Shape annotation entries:
--------

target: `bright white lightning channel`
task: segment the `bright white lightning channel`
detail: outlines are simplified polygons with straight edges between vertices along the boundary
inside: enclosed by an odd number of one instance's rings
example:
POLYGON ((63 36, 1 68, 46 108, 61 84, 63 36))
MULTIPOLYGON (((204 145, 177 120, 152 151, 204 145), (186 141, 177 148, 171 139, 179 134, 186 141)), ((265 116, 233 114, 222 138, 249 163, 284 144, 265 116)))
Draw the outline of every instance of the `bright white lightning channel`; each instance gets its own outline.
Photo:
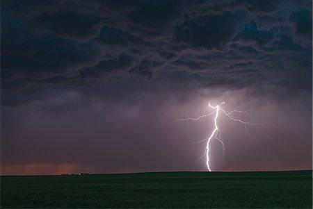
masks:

--------

▸ Written problem: Copy out all of the records above word for word, omitting any pictures.

▸ Finished task:
target: `bright white lightning channel`
task: segment the `bright white lightning channel`
detail: outlines are simplified polygons with straight edges between vertices along the boundary
inside: enclosed by an odd number of one instance's rings
example:
POLYGON ((63 36, 1 68, 46 108, 61 84, 63 36))
MULTIPOLYGON (((204 145, 177 120, 152 151, 204 145), (186 141, 177 148, 171 139, 179 134, 186 141)), ((265 116, 233 114, 222 138, 249 163, 284 144, 265 116)))
Draw the outline of every instance of the `bright white lightning channel`; each instance gets its own outline.
Photo:
masks:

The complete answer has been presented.